▸ Task description: Could you carry on the article about the Korean venture capital firm Intervest, picking up right after its last sentence?

==== Page excerpt ====

Korean venture capital firm Intervest is focusing on three major areas which are expected to show significant growth: biotech, information technology and Southeast Asia.
With 620 billion won (US$579.08 million) assets under management, Intervest’s team of 11 VCs invest in early-stage startups with new technologies. It is operating six funds in total with portfolio firms including biotech companies Genexine, Lunit, Tomocube and Noom; blockchain firm Blocko; IT firms Balance Hero, Alchera and Brich, among others.
One thing that makes Intervest stand out among the crowd of rivals is the expertise of its investors, according to Intervest Director Moon Yeo-jung. Moon, herself, is the first doctor-turned-investor here, who joined the firm in 2016 leaving her obstetrician-gynecologist career behind. After two years in the venture world, she thinks good bio startups could also save people’s lives with new drugs and technology, just like doctors.

==== Records supplied ====

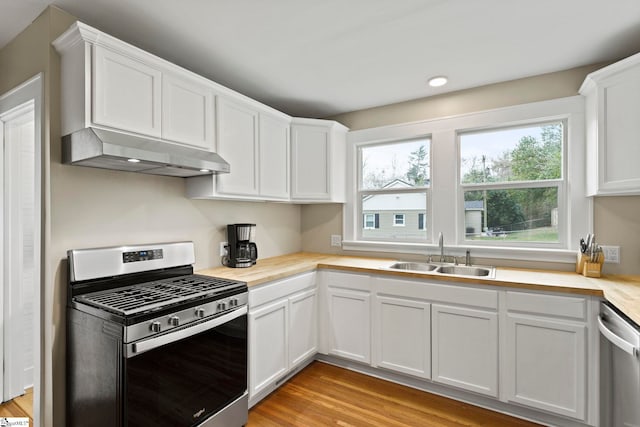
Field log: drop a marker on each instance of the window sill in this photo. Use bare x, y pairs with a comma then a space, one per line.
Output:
563, 256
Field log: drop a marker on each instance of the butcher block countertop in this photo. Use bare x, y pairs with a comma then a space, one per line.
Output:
621, 291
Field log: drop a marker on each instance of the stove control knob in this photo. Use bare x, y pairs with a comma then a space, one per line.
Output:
155, 327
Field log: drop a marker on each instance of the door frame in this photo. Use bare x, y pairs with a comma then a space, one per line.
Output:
30, 91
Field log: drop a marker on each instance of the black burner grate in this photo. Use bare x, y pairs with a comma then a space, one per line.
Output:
142, 297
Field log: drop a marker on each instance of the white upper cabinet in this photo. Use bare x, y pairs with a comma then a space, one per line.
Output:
238, 145
274, 157
188, 111
126, 93
612, 105
318, 161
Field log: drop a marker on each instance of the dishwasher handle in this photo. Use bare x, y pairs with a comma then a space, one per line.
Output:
622, 344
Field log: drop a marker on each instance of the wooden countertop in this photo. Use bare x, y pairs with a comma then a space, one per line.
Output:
621, 291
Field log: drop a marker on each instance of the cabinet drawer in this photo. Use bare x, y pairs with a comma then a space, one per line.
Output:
449, 293
347, 280
281, 288
551, 305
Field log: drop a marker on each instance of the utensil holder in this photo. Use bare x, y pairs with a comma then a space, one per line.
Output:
582, 259
592, 269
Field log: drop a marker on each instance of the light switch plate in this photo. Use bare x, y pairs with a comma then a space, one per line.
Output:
611, 254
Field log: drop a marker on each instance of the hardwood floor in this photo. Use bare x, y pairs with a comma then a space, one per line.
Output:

====

▸ Result of this task:
|From left: Shin Young-seong, Intervest manager, Moon Yeo-jung, Intervest director and Lim Jung-wook, managing director of Startup Alliance|
“The process of making new drugs or implementing bio technology takes a long time, which requires expertise to fully understand the whole process,” Moon said at an event hosted by Startup Alliance on April 12. “Bio technology is getting more complex, and having medical or biology background helps to value and fund promising startups properly. These startups also need knowledge and professional guidance along the way to grow. We can provide that network, including major hospitals, doctors and researchers.”
Moon thinks Korea has the potential to become a strong biotech player, thanks to the great pool of bio talents and accumulated medical data, as all citizens are under the state’s single payer health care insurance program.
“If the country can open up de-identified medical records to researchers to a level that doesn’t breach privacy, it will be a great boon for the exponential growth of the bio industry,” she said.
As for the IT sector, Intervest is eying promising startups especially hottest technology trends, including artificial intelligence, blockchain and virtual reality, that have practical use, according to Shin Young-seong, manager at Intervest who overseas IT investments.
For instance, Intervest funded blockchain startup Blocko from 2016 after spotting its application in the real world. The firm, which provides middleware platform for digital identity and payment services, already provides services for big financial and tech firms like Hyundai Card and Samsung SDS.
Despite the heated interest of blockchain startups to raise funds through initial coin offerings, Shin doesn’t view it will be a threat to VCs investing in startups.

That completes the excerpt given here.